◆ Trecho fornecido:
☆ ☆ ☆
Por coincidência, o último mosteiro da Congregação Beneditina do Brasil a ser elevado ao status de abadia – dentre as quatro abadias existentes no país - havia sido aquele de onde saíram os fundadores do mosteiro da Ressurreição.

O mosteiro de Ponta Grossa ficou conhecido nacionalmente em 1994 com o lançamento, pela gravadora Sony, dos CDs “Magnificat I”, “Magnificat II” e “Lux Mundi”. Os monges gravaram um videoclipe e participaram de especiais produzidos pelas redes televisivas Globo e Cultura[10]. Essa não foi, porém, a primeira incursão dos monges na área de lançamentos musicais: eles haviam lançado dois CDs pela Paulinas, em 1992 e 1993, sem a mesma penetração na mídia. O repertório de todos os CDs foi composto por peças clássicas do Canto Gregoriano, em latim, e por composições dos próprios monges do mosteiro da Ressurreição, com adaptação da melodia gregoriana às letras.

Os monges do mosteiro da Ressurreição fizeram uma leitura da Regra que está expressa na representação, isto é, em uma forma de busca do sentido da realidade[11] construída no processo de vivência do grupo fundador. Trata-se de um processo complexo, com conflitos e contradições. Esse processo foi “lido” por um dos monges fundadores do mosteiro – D. Mateus de Salles Penteado - e expresso em um texto. Esse texto serviu como base para a construção do presente artigo, que focaliza o único mosteiro da Congregação Beneditina do Brasil elevado à condição de abadia no século XX.

O texto, que foi lido na Comissão de Intercâmbio Monástico no Brasil (CIMBRA, RJ, 1998), tem como título ”Mosteiro da Ressurreição: Síntese Histórica e Projeto Monástico”. O autor viveu na Abadia de São Paulo de 1976 até 1981 e sua obra pode ser entendida como uma leitura do processo de fundação do mosteiro que expressa o sentido de uma realidade: a história de um mosteiro que pertence a uma das mais antigas ordens religiosas dentro da Igreja Católica Romana. O referido texto é dividido em três momentos: Origens, O Mosteiro da Ressurreição e Unidade e Pluralismo - a última parte diz respeito ao projeto monástico vivido naquele momento pelos monges.
☆ ☆ ☆
◆ Registros de dados:
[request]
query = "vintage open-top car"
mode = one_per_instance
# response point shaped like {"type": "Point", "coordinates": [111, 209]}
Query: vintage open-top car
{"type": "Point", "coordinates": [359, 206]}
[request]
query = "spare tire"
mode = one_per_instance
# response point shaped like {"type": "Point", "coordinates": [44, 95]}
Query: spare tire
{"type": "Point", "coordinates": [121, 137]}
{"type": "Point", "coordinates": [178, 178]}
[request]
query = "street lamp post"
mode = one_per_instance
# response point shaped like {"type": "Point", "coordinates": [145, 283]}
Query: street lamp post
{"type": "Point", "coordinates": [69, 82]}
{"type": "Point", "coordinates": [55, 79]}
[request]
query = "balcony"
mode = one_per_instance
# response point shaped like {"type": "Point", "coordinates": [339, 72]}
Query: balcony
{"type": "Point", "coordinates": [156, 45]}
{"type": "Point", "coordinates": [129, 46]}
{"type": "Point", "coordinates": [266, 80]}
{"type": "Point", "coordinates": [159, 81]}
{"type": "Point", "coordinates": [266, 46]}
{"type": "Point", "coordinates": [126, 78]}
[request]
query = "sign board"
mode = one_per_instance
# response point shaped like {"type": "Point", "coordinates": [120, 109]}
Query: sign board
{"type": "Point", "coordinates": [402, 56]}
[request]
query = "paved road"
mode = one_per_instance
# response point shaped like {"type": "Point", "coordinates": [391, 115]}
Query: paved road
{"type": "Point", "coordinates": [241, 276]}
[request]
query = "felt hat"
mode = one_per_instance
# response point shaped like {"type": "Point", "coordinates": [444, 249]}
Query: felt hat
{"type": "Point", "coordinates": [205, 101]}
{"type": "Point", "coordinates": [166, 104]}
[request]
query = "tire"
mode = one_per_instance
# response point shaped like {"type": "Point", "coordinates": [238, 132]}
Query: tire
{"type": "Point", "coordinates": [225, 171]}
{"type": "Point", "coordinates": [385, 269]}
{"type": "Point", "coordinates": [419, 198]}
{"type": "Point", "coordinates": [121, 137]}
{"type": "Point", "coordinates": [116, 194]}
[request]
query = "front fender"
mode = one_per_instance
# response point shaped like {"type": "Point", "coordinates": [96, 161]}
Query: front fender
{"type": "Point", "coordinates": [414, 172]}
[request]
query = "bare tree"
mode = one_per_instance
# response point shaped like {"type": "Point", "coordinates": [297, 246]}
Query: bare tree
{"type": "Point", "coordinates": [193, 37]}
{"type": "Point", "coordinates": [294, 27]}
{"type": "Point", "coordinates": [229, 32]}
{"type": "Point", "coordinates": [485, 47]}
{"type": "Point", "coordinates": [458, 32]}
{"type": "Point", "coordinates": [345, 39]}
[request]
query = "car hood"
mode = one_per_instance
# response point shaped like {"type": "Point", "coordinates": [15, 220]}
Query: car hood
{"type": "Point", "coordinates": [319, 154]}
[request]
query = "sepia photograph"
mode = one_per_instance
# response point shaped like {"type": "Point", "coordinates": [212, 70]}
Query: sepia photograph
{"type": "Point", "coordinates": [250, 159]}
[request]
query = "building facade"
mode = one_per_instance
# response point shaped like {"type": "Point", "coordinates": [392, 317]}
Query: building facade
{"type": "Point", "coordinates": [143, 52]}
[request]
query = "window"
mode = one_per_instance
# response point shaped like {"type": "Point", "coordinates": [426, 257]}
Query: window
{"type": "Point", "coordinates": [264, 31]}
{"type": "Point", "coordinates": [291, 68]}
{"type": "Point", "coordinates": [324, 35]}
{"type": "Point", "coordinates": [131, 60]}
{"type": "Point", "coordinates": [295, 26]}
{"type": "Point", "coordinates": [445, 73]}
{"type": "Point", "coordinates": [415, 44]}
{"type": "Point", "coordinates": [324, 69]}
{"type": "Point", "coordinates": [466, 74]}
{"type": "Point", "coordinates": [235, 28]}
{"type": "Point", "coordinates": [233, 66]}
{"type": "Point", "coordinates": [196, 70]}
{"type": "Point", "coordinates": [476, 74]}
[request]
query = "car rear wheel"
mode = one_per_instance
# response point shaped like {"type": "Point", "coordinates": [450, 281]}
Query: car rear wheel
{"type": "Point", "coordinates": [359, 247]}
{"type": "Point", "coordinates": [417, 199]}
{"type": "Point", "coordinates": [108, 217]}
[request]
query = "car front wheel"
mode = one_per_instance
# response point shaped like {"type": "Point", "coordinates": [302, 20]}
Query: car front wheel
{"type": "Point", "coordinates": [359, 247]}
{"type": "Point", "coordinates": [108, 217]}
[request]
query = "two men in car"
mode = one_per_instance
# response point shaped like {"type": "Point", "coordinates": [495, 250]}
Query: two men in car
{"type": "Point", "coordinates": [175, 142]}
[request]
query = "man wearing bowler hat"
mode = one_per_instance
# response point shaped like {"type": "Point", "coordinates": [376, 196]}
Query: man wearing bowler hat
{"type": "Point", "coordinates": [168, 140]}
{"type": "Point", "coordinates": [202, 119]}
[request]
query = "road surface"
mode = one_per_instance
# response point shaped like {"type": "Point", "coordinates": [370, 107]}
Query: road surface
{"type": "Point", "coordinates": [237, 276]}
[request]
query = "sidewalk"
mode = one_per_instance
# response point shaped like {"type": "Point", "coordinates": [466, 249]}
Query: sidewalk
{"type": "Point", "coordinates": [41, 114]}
☆ ☆ ☆
◆ Tarefa a realizar:
Responda, com base no trecho sobre o mosteiro da Ressurreição:
1. Em que ano o mosteiro de Ponta Grossa ficou conhecido nacionalmente?
2. Por qual gravadora os monges lançaram dois CDs em 1992 e 1993?
3. Em quais três momentos se divide o texto de D. Mateus de Salles Penteado?

◆ Resposta escrita:
1. Em 1994.
2. Pela Paulinas.
3. Origens, O Mosteiro da Ressurreição e Unidade e Pluralismo.